Dataset records
%%
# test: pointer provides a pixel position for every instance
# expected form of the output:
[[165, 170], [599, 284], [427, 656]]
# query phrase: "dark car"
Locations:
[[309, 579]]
%%
→ **Task objective**: All the lines above should come back exactly as written.

→ **Answer**:
# test: pointer provides a pixel position for every instance
# expected form of the output:
[[165, 170], [599, 284], [427, 656]]
# query phrase: "dark car"
Locations:
[[309, 579]]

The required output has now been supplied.